[Challenge]: Update these lines by changing every "jacket sleeve" to "coat sleeve", and leave everything else as it is.

------------------------------------------------------------------------

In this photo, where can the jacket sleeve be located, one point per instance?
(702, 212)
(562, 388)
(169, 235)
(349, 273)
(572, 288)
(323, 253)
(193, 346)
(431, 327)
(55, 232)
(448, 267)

------------------------------------------------------------------------

[The response]:
In this photo, where can the coat sleeve be located, one point per instance?
(702, 212)
(562, 388)
(169, 235)
(349, 273)
(572, 288)
(323, 253)
(193, 346)
(431, 327)
(55, 232)
(448, 267)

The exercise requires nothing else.